→ YOUR GOAL: Arrange everything from the start of the items below down to the line containing "x=163, y=53", inclusive, as a numbered list with blank lines left out. Leave the pictures out of your answer.

(Named object pointing items)

-- -- --

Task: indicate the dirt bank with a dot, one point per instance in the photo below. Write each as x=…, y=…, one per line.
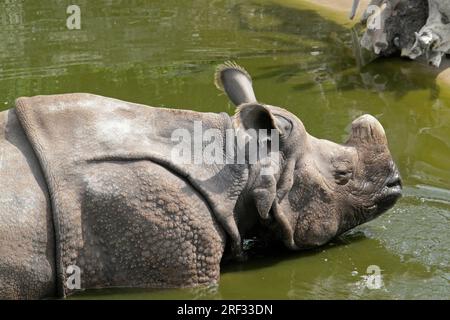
x=339, y=10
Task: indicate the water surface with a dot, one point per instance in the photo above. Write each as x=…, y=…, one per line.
x=163, y=53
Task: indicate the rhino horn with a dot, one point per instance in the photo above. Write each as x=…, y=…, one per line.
x=236, y=82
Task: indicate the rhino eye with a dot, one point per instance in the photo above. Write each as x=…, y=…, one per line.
x=342, y=176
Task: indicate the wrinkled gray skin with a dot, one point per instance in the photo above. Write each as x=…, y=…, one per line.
x=412, y=28
x=164, y=232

-- -- --

→ THE ANSWER:
1. Task: indicate the dirt bank with a dot, one point per instance in the photo below. Write each as x=…, y=…, one per line.
2. x=339, y=10
3. Task: indicate the water surface with a dot, one point per instance in the photo above. Write each as x=…, y=…, one per line.
4. x=163, y=53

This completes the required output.